-- What to work on --
1 > List the three things the writer of the Wordzzle Challenge post says were done with last week's exercises, in the order given.
2 > Answer these questions from the Wordzzle Challenge post:
(a) What number does the heading give this challenge?
(b) How many exercises did the writer produce last week?
(c) What time does the writer say it is?

═════ Text segment ═════

Friday, April 22, 2011

Weekly Wordzzle Challenge # 152


Before I do anything else, I want to apologize about last week. I did write two exercises, posted them, then accidentally deleted them somehow and just couldn't bring myself to do them again. I apologize even though nobody else played last week either.  If I'm going to host something, I ought to play and if my toys get broken, I should replace them even if I don't feel like it.  Hopefully, I'll do better this week. That said, I got caught up watching birds and trying to take photos, so it's 6:00 and I haven't even sat at the computer for a couple of hours and haven't started. Thought it would be a good idea to post Mr. Linky awhile, though, in case anybody else is going to participate this week.

═════ Dataset content ═════

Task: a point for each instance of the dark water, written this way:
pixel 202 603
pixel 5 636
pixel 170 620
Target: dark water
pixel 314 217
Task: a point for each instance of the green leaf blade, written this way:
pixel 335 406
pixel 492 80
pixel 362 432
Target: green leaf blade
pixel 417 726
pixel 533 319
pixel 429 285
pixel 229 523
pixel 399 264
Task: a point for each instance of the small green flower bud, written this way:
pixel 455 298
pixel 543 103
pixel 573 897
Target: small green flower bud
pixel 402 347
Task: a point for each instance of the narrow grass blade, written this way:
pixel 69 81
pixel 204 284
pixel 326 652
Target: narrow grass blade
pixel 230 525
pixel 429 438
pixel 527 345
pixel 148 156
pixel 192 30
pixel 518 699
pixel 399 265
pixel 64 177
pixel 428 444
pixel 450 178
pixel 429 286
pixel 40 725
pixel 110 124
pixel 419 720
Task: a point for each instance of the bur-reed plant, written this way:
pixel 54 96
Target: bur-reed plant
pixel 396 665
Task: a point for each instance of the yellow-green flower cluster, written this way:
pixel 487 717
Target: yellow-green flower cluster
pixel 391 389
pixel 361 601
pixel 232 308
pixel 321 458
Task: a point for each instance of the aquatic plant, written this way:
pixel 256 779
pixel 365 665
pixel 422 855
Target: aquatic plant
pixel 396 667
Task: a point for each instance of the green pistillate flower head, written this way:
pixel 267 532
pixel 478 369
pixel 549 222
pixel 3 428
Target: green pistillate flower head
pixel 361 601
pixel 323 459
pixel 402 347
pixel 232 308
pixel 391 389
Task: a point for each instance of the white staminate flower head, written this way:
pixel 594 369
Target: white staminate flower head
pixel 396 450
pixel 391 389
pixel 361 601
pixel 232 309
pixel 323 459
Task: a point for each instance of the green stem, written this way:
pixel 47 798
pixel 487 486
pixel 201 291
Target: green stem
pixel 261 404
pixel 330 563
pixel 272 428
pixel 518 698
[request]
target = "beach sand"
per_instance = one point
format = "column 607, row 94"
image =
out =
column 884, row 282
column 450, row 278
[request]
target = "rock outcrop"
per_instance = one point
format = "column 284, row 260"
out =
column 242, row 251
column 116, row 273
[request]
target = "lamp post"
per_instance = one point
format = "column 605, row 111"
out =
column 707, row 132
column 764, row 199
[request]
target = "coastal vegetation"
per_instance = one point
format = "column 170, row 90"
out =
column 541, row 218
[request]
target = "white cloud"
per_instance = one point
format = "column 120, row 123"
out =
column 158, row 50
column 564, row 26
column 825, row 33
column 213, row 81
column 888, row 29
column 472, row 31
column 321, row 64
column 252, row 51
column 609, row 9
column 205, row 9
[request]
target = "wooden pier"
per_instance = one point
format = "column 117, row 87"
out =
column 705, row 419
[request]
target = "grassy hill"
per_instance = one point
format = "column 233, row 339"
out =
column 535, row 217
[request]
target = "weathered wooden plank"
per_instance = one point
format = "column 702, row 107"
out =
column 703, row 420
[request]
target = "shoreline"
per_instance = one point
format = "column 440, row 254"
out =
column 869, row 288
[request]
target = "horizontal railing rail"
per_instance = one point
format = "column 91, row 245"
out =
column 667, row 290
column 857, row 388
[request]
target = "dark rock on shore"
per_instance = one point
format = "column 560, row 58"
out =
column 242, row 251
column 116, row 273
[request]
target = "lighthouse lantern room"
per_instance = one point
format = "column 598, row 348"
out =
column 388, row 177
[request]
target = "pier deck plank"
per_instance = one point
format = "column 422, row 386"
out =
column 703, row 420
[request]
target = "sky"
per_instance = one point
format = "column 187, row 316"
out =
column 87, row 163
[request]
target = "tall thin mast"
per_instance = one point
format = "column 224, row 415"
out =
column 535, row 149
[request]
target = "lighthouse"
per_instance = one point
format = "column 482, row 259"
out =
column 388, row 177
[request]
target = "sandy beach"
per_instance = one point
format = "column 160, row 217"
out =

═════

-- Results for the exercise --
1 >
1. Wrote them
2. Posted them
3. Accidentally deleted them

2 >
(a) 152
(b) Two
(c) 6:00